▸ PROVIDED INFORMATION

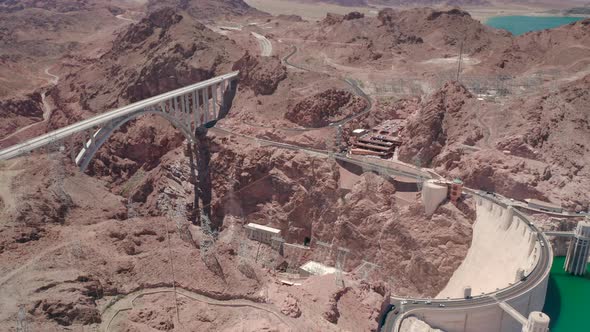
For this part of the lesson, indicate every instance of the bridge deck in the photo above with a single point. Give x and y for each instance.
(60, 134)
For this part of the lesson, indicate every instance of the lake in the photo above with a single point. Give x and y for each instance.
(567, 299)
(523, 24)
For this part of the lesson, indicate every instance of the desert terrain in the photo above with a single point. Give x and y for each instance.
(142, 241)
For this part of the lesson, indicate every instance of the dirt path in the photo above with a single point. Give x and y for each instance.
(123, 18)
(127, 303)
(47, 109)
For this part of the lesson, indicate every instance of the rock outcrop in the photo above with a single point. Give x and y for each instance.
(261, 75)
(325, 107)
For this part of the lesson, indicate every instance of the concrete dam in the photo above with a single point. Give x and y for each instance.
(506, 271)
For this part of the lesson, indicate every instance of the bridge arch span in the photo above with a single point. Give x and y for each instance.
(100, 137)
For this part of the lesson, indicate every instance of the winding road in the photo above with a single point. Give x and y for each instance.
(265, 44)
(127, 303)
(53, 79)
(536, 277)
(355, 88)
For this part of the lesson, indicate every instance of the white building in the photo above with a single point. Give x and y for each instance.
(262, 233)
(543, 206)
(314, 268)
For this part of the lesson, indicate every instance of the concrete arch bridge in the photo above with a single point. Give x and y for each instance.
(195, 106)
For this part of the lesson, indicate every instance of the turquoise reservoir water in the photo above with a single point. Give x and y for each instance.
(523, 24)
(567, 299)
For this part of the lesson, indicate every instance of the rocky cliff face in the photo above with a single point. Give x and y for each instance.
(300, 195)
(325, 107)
(164, 51)
(261, 75)
(520, 150)
(19, 112)
(427, 132)
(207, 9)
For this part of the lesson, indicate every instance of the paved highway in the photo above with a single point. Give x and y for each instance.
(353, 84)
(97, 121)
(538, 275)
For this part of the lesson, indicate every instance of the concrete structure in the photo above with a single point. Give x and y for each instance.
(502, 245)
(262, 233)
(314, 268)
(456, 190)
(380, 141)
(576, 260)
(434, 193)
(188, 108)
(538, 322)
(500, 233)
(543, 206)
(467, 292)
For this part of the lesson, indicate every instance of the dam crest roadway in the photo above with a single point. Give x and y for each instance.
(203, 104)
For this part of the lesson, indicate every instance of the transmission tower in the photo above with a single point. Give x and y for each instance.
(323, 250)
(460, 62)
(339, 140)
(418, 163)
(57, 169)
(208, 240)
(366, 268)
(21, 322)
(340, 263)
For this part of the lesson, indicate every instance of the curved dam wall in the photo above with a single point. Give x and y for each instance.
(503, 243)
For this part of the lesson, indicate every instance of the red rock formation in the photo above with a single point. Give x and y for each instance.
(425, 135)
(19, 112)
(325, 107)
(261, 75)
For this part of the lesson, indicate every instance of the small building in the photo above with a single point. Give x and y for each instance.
(382, 140)
(543, 206)
(262, 233)
(456, 190)
(314, 268)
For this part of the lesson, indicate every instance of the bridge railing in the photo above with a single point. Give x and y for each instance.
(96, 121)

▸ ACTIVITY
In your copy, repeat the records above exactly and include no images.

▸ YOUR SOLUTION
For this part of the lesson, indicate every instance of the bridge deck in the photo above with a single point. Give x and y for each instance.
(60, 134)
For this part of the lesson, indicate every instance of the lake in the photo above with a single point. Give x and y for each instance.
(567, 299)
(523, 24)
For this part of the lesson, indicate every instance of the desert terrain in the photo above with a single point. Give x and y for each instance.
(142, 241)
For this part of the lesson, indicate every instance of the dirt path in the photo above with a single point. Give x and y for each instance.
(123, 18)
(127, 303)
(47, 109)
For this part of the lesson, indicate every instance of the rock outcrop in the photo above with a single point. Give x and y for each instance.
(261, 75)
(325, 107)
For this part of the lesson, indicate every instance of the concrete dam in the photo above with a single point. Give x and y for each instance.
(506, 271)
For this part of the lesson, indicate every instance of the bridge arch span in the photo above with a single point. Give x and y for each instance.
(100, 137)
For this part of the lesson, indicate every instance of the winding road in the photo above with a single point. Give x and y for each instance.
(265, 44)
(127, 303)
(53, 79)
(536, 277)
(355, 88)
For this part of the lesson, indicate every instance of the white building in the photo above with a single point. Give x and y for each instance.
(262, 233)
(543, 206)
(314, 268)
For this part of the lesson, indicate every instance of the concrete arch bridge in the photo above with a single point. Give x and y for each instance.
(195, 106)
For this part of the lesson, indicate every instance of the turquoise reservoir water in the photo above with a single point. Give x and y for each instance.
(523, 24)
(567, 299)
For this part of the lesson, indicate every instance of the rocky cliff face in the photo above with a single point. Give x and y for each instance.
(300, 195)
(325, 107)
(164, 51)
(261, 75)
(520, 150)
(19, 112)
(427, 132)
(207, 9)
For this part of the lesson, indicate every instance of the paved highway in the photo above with a single point. Give x and y for each instance.
(353, 84)
(97, 121)
(538, 275)
For this part of the lesson, indicate every instance of the concrete structure in the photo above with a single point. Give x and y for each instance.
(502, 245)
(262, 233)
(314, 268)
(456, 190)
(380, 141)
(576, 260)
(434, 193)
(188, 108)
(538, 322)
(500, 233)
(543, 206)
(467, 292)
For this part of the lesson, indicate every instance of the dam crest roadway in the photo above with a single point. Give x and y for each instance.
(203, 104)
For this part of the lesson, indicate every instance of the transmission tower in the photo above with a single point. Give x and y for each instance.
(323, 250)
(460, 62)
(339, 140)
(418, 163)
(57, 169)
(208, 240)
(366, 268)
(21, 322)
(340, 263)
For this part of the lesson, indicate every instance of the curved dam wall in the photo above with a single point. Give x and y for each instance.
(503, 243)
For this part of the lesson, indicate every instance of the red rock formation in the photo above with a single point. Give x and y for each instance.
(425, 135)
(19, 112)
(325, 107)
(261, 75)
For this part of the lesson, indicate every instance of the small building in the photo above with a single point. Give x and y for each instance.
(382, 140)
(543, 206)
(262, 233)
(456, 190)
(314, 268)
For this part of the lesson, indicate every instance of the bridge railing in the photo above with a single point. Give x and y for each instance.
(96, 121)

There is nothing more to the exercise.